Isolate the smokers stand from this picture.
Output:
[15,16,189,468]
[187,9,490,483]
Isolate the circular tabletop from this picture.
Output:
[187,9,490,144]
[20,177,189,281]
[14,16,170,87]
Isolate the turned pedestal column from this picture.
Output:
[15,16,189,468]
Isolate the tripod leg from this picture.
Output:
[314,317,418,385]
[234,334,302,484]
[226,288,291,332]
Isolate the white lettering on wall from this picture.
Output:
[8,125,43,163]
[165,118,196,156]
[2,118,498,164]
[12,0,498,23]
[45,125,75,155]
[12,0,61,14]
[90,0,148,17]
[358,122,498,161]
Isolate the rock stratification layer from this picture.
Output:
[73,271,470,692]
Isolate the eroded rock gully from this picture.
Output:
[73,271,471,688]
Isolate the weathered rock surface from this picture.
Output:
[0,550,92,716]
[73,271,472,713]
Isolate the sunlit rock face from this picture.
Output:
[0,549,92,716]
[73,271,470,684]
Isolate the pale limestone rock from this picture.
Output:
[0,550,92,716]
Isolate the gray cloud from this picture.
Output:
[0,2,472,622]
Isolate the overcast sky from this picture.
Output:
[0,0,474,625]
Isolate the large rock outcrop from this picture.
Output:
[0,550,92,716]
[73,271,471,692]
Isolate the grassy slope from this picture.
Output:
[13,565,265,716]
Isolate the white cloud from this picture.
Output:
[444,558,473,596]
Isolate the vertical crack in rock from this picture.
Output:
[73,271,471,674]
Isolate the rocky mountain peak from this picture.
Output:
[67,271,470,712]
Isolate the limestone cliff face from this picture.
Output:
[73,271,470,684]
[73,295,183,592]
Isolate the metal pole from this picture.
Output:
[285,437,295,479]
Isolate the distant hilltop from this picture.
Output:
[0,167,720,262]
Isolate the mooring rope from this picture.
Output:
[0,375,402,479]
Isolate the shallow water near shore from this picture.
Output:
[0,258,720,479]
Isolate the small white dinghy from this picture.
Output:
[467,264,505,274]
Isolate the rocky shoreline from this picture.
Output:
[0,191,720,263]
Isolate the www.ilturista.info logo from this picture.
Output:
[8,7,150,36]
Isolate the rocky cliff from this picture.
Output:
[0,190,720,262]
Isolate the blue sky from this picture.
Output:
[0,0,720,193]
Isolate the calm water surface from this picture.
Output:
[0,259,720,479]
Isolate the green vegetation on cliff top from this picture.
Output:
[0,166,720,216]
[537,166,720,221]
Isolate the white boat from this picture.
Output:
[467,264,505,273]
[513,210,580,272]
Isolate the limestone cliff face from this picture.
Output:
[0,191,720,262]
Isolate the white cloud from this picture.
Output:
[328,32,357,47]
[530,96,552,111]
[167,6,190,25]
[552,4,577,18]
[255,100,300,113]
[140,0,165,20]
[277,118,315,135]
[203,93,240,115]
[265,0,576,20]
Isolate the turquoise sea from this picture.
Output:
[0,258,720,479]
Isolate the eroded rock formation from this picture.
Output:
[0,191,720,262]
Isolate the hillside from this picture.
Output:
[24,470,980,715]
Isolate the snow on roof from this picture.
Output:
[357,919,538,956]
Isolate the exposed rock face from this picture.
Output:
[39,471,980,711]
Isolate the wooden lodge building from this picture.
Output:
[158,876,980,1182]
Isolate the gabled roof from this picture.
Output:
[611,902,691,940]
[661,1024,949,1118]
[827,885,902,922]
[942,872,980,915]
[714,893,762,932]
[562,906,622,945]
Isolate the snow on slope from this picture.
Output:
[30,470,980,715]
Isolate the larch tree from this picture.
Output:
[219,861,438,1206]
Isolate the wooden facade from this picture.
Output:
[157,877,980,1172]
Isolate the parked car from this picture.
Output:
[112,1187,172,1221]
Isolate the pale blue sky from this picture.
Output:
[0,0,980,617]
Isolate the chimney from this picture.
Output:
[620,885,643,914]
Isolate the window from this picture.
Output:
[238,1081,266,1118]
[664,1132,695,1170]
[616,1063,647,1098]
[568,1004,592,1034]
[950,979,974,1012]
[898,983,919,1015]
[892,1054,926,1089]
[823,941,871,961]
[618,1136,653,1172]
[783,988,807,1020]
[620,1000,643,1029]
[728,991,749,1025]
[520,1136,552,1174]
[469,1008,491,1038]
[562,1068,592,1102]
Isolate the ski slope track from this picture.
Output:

========

§ **STATED EXERCISE**: Reproduce only the lines of the material starting with the line that contains "Isolate the sunlit" and going on through the line that contains "[0,0,474,625]", requests included. Scale every bounding-box coordinate in the answers by 1.3 and round each result to a whole number, with halves rounded up.

§ **TASK RESPONSE**:
Isolate the sunlit rock face from this picture.
Output:
[0,714,120,931]
[95,352,611,889]
Isolate the pale limestone rock from this picture.
Output:
[0,715,120,931]
Isolate the gray cloud from this picture.
Output:
[0,3,614,809]
Isolate the overcast sky from this picture.
Output:
[0,0,616,813]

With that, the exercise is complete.